Render every line of the items below as a single JSON list of strings, with one string per line and blank lines omitted.

====================

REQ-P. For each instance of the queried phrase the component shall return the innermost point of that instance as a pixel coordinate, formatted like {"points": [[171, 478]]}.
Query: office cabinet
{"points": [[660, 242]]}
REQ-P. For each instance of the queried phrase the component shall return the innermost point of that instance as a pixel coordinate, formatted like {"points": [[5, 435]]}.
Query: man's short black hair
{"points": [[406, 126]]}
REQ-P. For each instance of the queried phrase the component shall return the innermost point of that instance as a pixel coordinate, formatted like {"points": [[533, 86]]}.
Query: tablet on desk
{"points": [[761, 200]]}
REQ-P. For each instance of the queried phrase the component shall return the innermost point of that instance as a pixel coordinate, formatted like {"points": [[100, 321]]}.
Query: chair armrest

====================

## Written response
[
  "REQ-P. For each instance of the queried phrase the component shall return the innermost point of that instance as a pixel coordinate, formatted like {\"points\": [[171, 478]]}.",
  "Query: office cabinet",
  "{\"points\": [[660, 242]]}",
  "REQ-P. For each instance of the queried phrase the component shall return the innermost point of that instance as a pixel coordinate, formatted like {\"points\": [[5, 435]]}.",
  "Query: man's short black hair",
  "{\"points\": [[406, 126]]}",
  "REQ-P. For each instance of the queried phrase the component shall return the innermost point of that instance as a pixel coordinate, formatted like {\"points\": [[533, 86]]}.",
  "Query: tablet on desk",
  "{\"points\": [[761, 200]]}",
  "REQ-P. For each instance of the queried phrase the component shall return the innermost point of that instance as a pixel coordinate, formatted like {\"points\": [[100, 321]]}.",
  "Query: chair armrest"
]